# EXCERPT PROVIDED
US must end ‘lawlessness’ of illegal immigration, says Sessions

New attorney general sworn in as scrutiny of Donald Trump’s cabinet picks continues

Senator Jeff Sessions, Trump's controversial pick to head the Justice department, was confirmed by the Senate on Wednesday, after several Democratic senators vehemently urged their colleagues to vote against him.

 

Newly appointed US attorney general Jeff Sessions has said that the US must bring illegal immigration to an end, as he was sworn in as the nation’s top prosecutor.

Speaking at a ceremony in the White House on Thursday, the former senator from Alabama pledged to “end this lawlessness that threatens the public safety . . . and pulls down the wages of working Americans”.

Mr Sessions was endorsed by the Senate by a vote of 52 to 47 on Wednesday night. But the vote followed a bitter Senate debate during which Massachusetts senator Elizabeth Warren was forbidden from contributing after she was deemed to be in breach of senate rules after reading a letter from the wife of Martin Luther King opposing Mr Sessions’s appointment as a federal judge in 1986.

Speaking after receiving the oath from vice-president Mike Pence in the Oval Office on Thursday, Mr Sessions said that the US needed “a lawful system of immigration, one that serves the interest of the people of the United States. That’s not wrong, that’s not immoral, that’s not indecent.”

Mr Sessions, who was one of Donald Trump’s earliest supporters during the presidential campaign, also pledged to crack down on crime.

# YOUR GOAL
Answer these questions about the article on Jeff Sessions above, one line each.
(a) What was the Senate vote that confirmed Sessions?
(b) Who administered his oath of office?
(c) Which state did he formerly represent as a senator?

# DATA
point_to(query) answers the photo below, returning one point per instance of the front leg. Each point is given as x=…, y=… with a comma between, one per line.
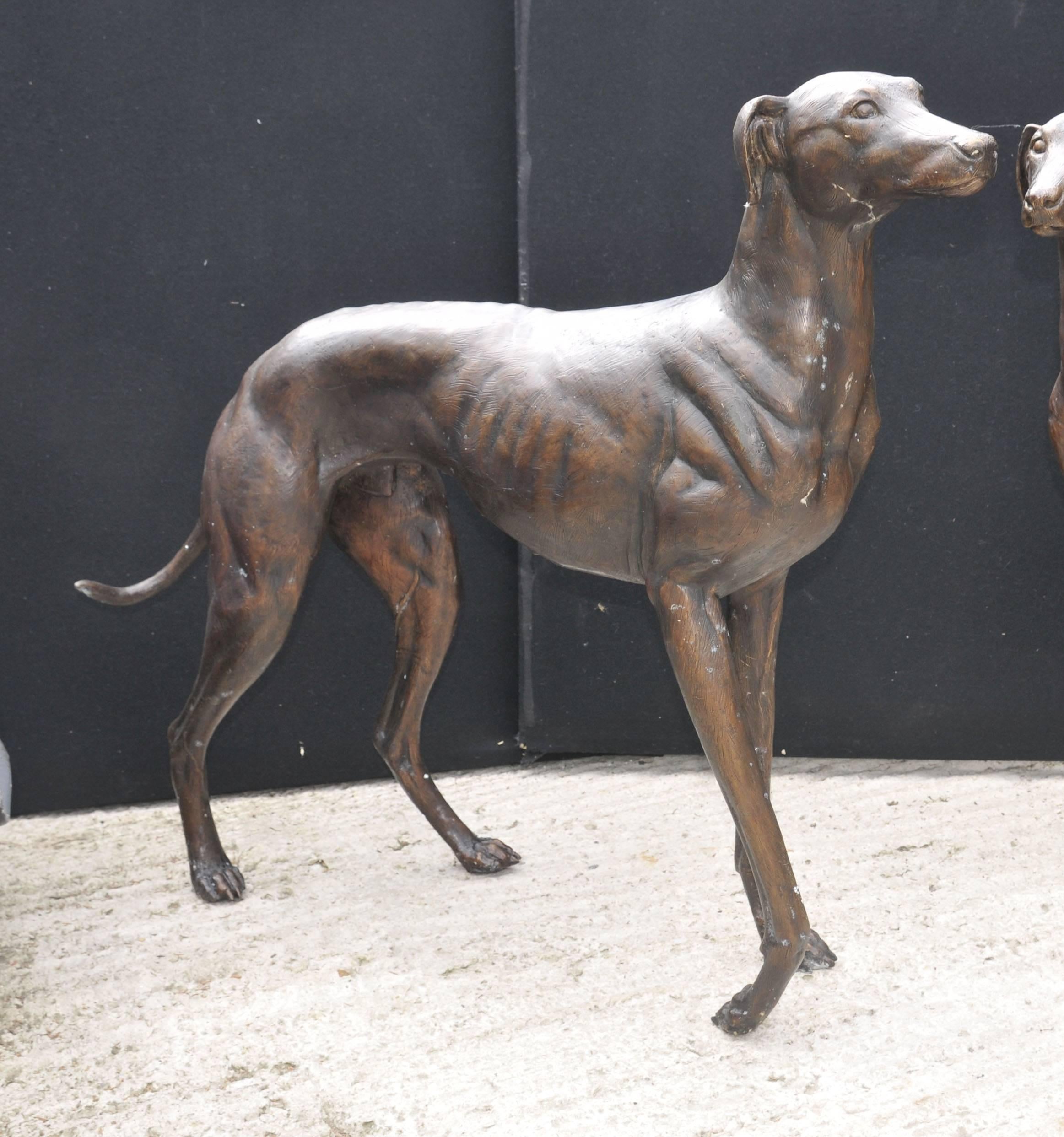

# TASK RESULT
(a) 52 to 47
(b) Vice-President Mike Pence
(c) Alabama